◆ **AIM**: Turn every line of the records below into a numbered list, omitting any blank lines.

◆ **EXERCISE INPUT**:
#####

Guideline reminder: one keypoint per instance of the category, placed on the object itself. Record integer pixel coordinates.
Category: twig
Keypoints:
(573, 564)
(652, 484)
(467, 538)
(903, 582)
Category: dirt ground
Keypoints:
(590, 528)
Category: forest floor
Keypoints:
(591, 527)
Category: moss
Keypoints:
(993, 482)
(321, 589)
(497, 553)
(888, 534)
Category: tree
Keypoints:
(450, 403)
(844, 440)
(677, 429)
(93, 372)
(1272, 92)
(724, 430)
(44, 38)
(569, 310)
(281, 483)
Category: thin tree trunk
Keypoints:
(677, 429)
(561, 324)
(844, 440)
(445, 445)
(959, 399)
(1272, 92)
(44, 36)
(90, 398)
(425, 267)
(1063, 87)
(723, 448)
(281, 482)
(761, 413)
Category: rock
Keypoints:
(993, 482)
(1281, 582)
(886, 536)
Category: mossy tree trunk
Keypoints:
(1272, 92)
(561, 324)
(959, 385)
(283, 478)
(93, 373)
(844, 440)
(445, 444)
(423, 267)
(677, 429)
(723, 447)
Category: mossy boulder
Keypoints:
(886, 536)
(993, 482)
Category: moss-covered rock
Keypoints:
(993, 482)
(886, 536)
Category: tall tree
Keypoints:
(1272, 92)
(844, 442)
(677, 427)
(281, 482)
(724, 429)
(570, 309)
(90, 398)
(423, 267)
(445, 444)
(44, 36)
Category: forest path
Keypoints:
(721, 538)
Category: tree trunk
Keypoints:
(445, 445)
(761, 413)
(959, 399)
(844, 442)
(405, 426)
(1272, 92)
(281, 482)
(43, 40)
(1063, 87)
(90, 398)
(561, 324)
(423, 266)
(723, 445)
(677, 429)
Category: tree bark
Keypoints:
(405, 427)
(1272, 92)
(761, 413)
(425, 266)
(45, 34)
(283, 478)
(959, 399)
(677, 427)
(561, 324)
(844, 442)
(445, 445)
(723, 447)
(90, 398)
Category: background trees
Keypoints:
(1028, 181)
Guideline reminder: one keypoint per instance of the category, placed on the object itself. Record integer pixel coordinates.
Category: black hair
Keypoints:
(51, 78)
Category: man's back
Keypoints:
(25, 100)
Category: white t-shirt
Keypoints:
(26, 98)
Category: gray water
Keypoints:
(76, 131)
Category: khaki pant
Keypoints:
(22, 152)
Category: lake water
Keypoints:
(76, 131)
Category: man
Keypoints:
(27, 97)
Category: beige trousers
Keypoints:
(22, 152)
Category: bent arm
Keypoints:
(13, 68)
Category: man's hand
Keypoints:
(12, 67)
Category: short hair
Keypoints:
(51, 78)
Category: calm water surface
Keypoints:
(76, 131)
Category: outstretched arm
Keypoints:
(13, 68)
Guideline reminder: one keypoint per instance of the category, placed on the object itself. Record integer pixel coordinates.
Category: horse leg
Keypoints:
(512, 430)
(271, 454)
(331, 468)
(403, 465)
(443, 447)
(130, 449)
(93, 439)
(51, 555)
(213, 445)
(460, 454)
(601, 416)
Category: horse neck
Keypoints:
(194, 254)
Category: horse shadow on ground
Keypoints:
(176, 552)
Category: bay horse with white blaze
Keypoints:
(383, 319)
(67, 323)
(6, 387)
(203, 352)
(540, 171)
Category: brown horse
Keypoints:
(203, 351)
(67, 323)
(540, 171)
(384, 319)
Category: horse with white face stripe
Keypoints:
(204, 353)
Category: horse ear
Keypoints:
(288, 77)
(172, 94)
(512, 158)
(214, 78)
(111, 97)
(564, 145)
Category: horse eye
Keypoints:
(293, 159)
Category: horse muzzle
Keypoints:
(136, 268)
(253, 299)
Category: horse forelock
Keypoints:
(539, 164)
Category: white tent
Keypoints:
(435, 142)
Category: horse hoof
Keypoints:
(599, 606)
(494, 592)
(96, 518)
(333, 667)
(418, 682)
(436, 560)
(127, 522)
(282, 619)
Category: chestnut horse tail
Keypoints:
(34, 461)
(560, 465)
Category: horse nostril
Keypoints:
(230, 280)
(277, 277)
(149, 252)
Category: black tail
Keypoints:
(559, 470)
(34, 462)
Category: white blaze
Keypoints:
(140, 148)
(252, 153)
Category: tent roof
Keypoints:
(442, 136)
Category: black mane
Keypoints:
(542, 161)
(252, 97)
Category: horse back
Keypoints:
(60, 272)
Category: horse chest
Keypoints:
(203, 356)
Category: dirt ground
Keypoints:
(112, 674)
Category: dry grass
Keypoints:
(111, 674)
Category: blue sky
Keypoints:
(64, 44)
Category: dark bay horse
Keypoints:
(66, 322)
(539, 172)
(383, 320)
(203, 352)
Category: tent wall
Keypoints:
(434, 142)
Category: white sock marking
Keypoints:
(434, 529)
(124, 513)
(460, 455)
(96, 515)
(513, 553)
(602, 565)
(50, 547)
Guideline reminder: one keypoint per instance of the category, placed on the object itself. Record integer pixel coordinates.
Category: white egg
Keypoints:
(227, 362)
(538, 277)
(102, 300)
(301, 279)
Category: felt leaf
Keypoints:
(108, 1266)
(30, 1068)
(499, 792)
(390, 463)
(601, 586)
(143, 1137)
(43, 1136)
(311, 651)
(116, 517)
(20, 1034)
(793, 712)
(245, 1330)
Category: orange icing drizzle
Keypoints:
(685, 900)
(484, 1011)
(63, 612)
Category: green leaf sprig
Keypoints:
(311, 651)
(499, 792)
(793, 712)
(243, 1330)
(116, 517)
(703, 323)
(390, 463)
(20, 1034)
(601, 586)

#####

◆ **THE COMPLETED TASK**:
1. Guideline reminder: one keypoint per instance of the category, placed on the object itself. Record integer pixel coordinates.
2. Category: twig
3. Keypoints:
4. (573, 564)
5. (652, 484)
6. (467, 538)
7. (903, 582)
8. Category: dirt ground
9. Keypoints:
10. (590, 528)
11. Category: forest floor
12. Keypoints:
13. (591, 527)
14. Category: moss
15. Keypoints:
16. (993, 482)
17. (321, 589)
18. (497, 553)
19. (888, 534)
20. Category: tree
21. Keypoints:
22. (450, 403)
23. (844, 440)
24. (677, 429)
25. (93, 372)
26. (1272, 92)
27. (724, 430)
28. (44, 38)
29. (569, 310)
30. (281, 483)
31. Category: thin tree trunk
32. Keypoints:
33. (677, 429)
34. (561, 324)
35. (844, 440)
36. (445, 445)
37. (959, 399)
38. (1272, 92)
39. (44, 36)
40. (90, 398)
41. (425, 267)
42. (1063, 87)
43. (723, 448)
44. (281, 482)
45. (761, 413)
46. Category: rock
47. Keypoints:
48. (993, 482)
49. (1281, 582)
50. (886, 536)
51. Category: mossy tree trunk
52. Keypoints:
53. (1272, 92)
54. (561, 324)
55. (959, 385)
56. (283, 478)
57. (93, 373)
58. (844, 440)
59. (445, 444)
60. (423, 267)
61. (677, 429)
62. (723, 447)
63. Category: mossy boulder
64. Keypoints:
65. (886, 536)
66. (993, 482)
67. Category: moss-covered rock
68. Keypoints:
69. (993, 482)
70. (886, 536)
71. Category: tall tree
72. Keypoints:
73. (1272, 92)
74. (844, 442)
75. (677, 427)
76. (281, 482)
77. (724, 429)
78. (570, 309)
79. (90, 398)
80. (423, 267)
81. (445, 444)
82. (44, 36)
83. Category: forest path
84. Keypoints:
85. (721, 538)
86. Category: tree trunk
87. Keypoints:
88. (445, 445)
89. (761, 413)
90. (959, 399)
91. (844, 442)
92. (405, 426)
93. (1272, 92)
94. (281, 482)
95. (43, 40)
96. (1063, 87)
97. (90, 398)
98. (561, 324)
99. (423, 266)
100. (723, 445)
101. (677, 429)
102. Category: tree bark
103. Keypoints:
104. (405, 427)
105. (1272, 92)
106. (761, 413)
107. (425, 266)
108. (45, 34)
109. (283, 478)
110. (959, 399)
111. (677, 427)
112. (561, 324)
113. (844, 442)
114. (445, 445)
115. (723, 447)
116. (90, 398)
117. Category: background trees
118. Keypoints:
119. (1028, 181)
120. Guideline reminder: one keypoint per instance of the category, placed on the object itself. Record integer pixel coordinates.
121. Category: black hair
122. Keypoints:
123. (51, 78)
124. Category: man's back
125. Keypoints:
126. (25, 100)
127. Category: white t-shirt
128. Keypoints:
129. (26, 98)
130. Category: gray water
131. Keypoints:
132. (76, 131)
133. Category: khaki pant
134. Keypoints:
135. (22, 152)
136. Category: lake water
137. Keypoints:
138. (76, 131)
139. Category: man
140. Keypoints:
141. (27, 97)
142. Category: beige trousers
143. Keypoints:
144. (22, 152)
145. Category: bent arm
146. Keypoints:
147. (13, 68)
148. Category: man's hand
149. Keypoints:
150. (12, 67)
151. Category: short hair
152. Keypoints:
153. (51, 78)
154. Category: calm water surface
155. Keypoints:
156. (76, 131)
157. Category: outstretched arm
158. Keypoints:
159. (13, 68)
160. Guideline reminder: one keypoint per instance of the category, placed on the object itself. Record integer pixel coordinates.
161. Category: horse leg
162. Keypoints:
163. (512, 430)
164. (271, 454)
165. (331, 468)
166. (403, 465)
167. (443, 447)
168. (130, 449)
169. (93, 439)
170. (51, 555)
171. (213, 445)
172. (460, 454)
173. (601, 416)
174. Category: horse neck
175. Keypoints:
176. (194, 254)
177. Category: horse shadow on ground
178. Keypoints:
179. (176, 552)
180. Category: bay horse with white blaze
181. Keypoints:
182. (383, 319)
183. (67, 323)
184. (6, 387)
185. (203, 352)
186. (540, 171)
187. Category: brown horse
188. Keypoints:
189. (203, 351)
190. (67, 323)
191. (540, 171)
192. (384, 319)
193. Category: horse with white face stripe
194. Keypoints:
195. (204, 353)
196. Category: horse ear
197. Keypoints:
198. (288, 77)
199. (172, 94)
200. (512, 158)
201. (214, 78)
202. (111, 97)
203. (564, 145)
204. Category: horse eye
205. Keypoints:
206. (293, 159)
207. Category: horse muzzle
208. Keypoints:
209. (136, 268)
210. (253, 299)
211. Category: horse forelock
212. Keypoints:
213. (539, 164)
214. Category: white tent
215. Keypoints:
216. (435, 142)
217. Category: horse hoof
218. Keypoints:
219. (599, 606)
220. (494, 592)
221. (96, 518)
222. (333, 667)
223. (418, 682)
224. (436, 560)
225. (127, 522)
226. (282, 619)
227. Category: chestnut horse tail
228. Keypoints:
229. (34, 461)
230. (560, 465)
231. Category: horse nostril
232. Keypoints:
233. (230, 280)
234. (277, 277)
235. (149, 252)
236. Category: black tail
237. Keypoints:
238. (559, 470)
239. (34, 462)
240. Category: white blaze
241. Keypoints:
242. (140, 148)
243. (252, 153)
244. Category: tent roof
245. Keypoints:
246. (442, 136)
247. Category: black mane
248. Keypoints:
249. (542, 161)
250. (252, 97)
251. Category: horse back
252. Keypoints:
253. (60, 272)
254. Category: horse chest
255. Keypoints:
256. (203, 356)
257. Category: dirt ground
258. Keypoints:
259. (112, 674)
260. Category: dry grass
261. Keypoints:
262. (111, 674)
263. Category: blue sky
264. Keypoints:
265. (64, 44)
266. Category: dark bay horse
267. Keypoints:
268. (66, 322)
269. (539, 172)
270. (383, 320)
271. (203, 352)
272. Category: tent wall
273. Keypoints:
274. (434, 142)
275. Category: white sock marking
276. Keypoints:
277. (434, 529)
278. (124, 513)
279. (460, 455)
280. (96, 515)
281. (513, 553)
282. (602, 565)
283. (50, 547)
284. Guideline reminder: one keypoint per instance of the category, placed on the object itself. Record integer pixel coordinates.
285. Category: white egg
286. Keypoints:
287. (227, 362)
288. (538, 277)
289. (102, 300)
290. (301, 279)
291. Category: felt leaf
292. Keypoints:
293. (108, 1266)
294. (30, 1068)
295. (499, 792)
296. (390, 463)
297. (601, 586)
298. (143, 1137)
299. (43, 1136)
300. (311, 651)
301. (116, 517)
302. (20, 1034)
303. (793, 712)
304. (245, 1330)
305. Category: orange icing drizzle
306. Keypoints:
307. (685, 900)
308. (484, 1011)
309. (63, 612)
310. Category: green leaf sprig
311. Keypoints:
312. (311, 651)
313. (499, 792)
314. (793, 712)
315. (243, 1330)
316. (116, 517)
317. (703, 323)
318. (390, 463)
319. (20, 1034)
320. (601, 586)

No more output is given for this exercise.